→ WHAT THE EXERCISE ASKS
Could you retype all of the data below exactly as given?

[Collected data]
= Beginning of Section =

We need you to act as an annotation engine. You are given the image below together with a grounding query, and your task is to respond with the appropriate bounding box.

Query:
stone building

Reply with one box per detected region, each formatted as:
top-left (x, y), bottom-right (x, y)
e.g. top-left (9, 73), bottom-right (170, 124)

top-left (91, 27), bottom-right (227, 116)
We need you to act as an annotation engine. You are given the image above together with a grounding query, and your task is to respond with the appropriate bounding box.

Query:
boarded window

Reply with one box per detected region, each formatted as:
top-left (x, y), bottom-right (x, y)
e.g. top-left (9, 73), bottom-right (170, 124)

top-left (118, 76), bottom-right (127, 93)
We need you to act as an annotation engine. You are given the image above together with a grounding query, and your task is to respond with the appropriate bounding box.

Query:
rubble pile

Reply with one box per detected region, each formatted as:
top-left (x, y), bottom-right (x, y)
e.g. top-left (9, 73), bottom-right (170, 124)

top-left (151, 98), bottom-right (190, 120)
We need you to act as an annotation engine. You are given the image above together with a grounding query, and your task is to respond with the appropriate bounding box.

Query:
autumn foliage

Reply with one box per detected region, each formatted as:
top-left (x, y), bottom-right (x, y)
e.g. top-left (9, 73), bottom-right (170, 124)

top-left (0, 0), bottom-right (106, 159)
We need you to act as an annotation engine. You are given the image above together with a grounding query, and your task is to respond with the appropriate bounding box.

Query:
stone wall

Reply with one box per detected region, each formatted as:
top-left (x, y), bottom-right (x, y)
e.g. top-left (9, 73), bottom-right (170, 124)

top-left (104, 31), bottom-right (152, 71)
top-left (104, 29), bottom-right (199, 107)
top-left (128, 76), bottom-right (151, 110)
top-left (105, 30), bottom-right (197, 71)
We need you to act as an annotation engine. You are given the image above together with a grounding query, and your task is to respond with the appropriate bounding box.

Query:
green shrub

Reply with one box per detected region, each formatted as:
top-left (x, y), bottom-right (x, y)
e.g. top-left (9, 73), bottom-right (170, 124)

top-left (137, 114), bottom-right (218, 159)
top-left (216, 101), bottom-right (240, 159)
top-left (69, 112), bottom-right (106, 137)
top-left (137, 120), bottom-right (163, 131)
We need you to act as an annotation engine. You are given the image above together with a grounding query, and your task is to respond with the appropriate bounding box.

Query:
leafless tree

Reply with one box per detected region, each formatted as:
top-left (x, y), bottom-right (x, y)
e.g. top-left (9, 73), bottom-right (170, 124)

= End of Section =

→ ANSWER BOX
We need you to act as an annotation engine. You are given the image below together with a grounding query, and your task is to respond with the appropriate bounding box.

Query:
stone building

Reply with one box per detected region, each formatted as:
top-left (x, y), bottom-right (x, y)
e.g. top-left (9, 73), bottom-right (170, 124)

top-left (91, 27), bottom-right (227, 116)
We need you to act as an annotation engine. You are given the image above together with a grounding query, and your task is to respond with the appropriate bounding box.

Query:
boarded window

Reply with one box per detected region, each formatted as:
top-left (x, y), bottom-right (x, y)
e.g. top-left (9, 73), bottom-right (170, 124)

top-left (118, 76), bottom-right (127, 93)
We need you to act as an annotation engine. You are given the image above together with a grounding query, and your task is to respond with the appropriate bounding box.

Query:
rubble pile

Reply with one box per detected region, each formatted as:
top-left (x, y), bottom-right (x, y)
e.g. top-left (9, 73), bottom-right (170, 124)

top-left (151, 98), bottom-right (190, 120)
We need you to act as an annotation engine. You are given the image above together with a grounding query, and your task is to respond with the appropriate bounding box.

Query:
autumn foliage

Reply with one box per detected region, each formatted as:
top-left (x, y), bottom-right (x, y)
e.g. top-left (9, 73), bottom-right (170, 124)

top-left (0, 0), bottom-right (106, 159)
We need you to act as an annotation engine. You are given the image above together with a grounding query, and your task is to respond with the appropriate bounding box.

Query:
stone wall

Reply with one box per detected region, each formatted as:
top-left (x, y), bottom-right (x, y)
e.g. top-left (9, 73), bottom-right (170, 124)

top-left (104, 31), bottom-right (152, 71)
top-left (104, 29), bottom-right (199, 107)
top-left (128, 76), bottom-right (151, 110)
top-left (105, 30), bottom-right (197, 71)
We need you to act as an annotation engine. You are given the image above together with a grounding query, and your task is to respond with the appropriate bounding box.

Query:
green shrub

Reply with one box per detected region, each formatted as:
top-left (x, y), bottom-right (x, y)
e.g. top-left (9, 73), bottom-right (170, 124)

top-left (137, 114), bottom-right (218, 159)
top-left (216, 101), bottom-right (240, 159)
top-left (69, 112), bottom-right (106, 137)
top-left (137, 120), bottom-right (163, 131)
We need you to act as an annotation engine. You are given the image above together with a grounding query, and your task is to respond with the appropriate bounding box.

Query:
leafless tree

Reply with one box per detected region, each formatted as:
top-left (x, y), bottom-right (x, y)
e.g. top-left (9, 73), bottom-right (170, 124)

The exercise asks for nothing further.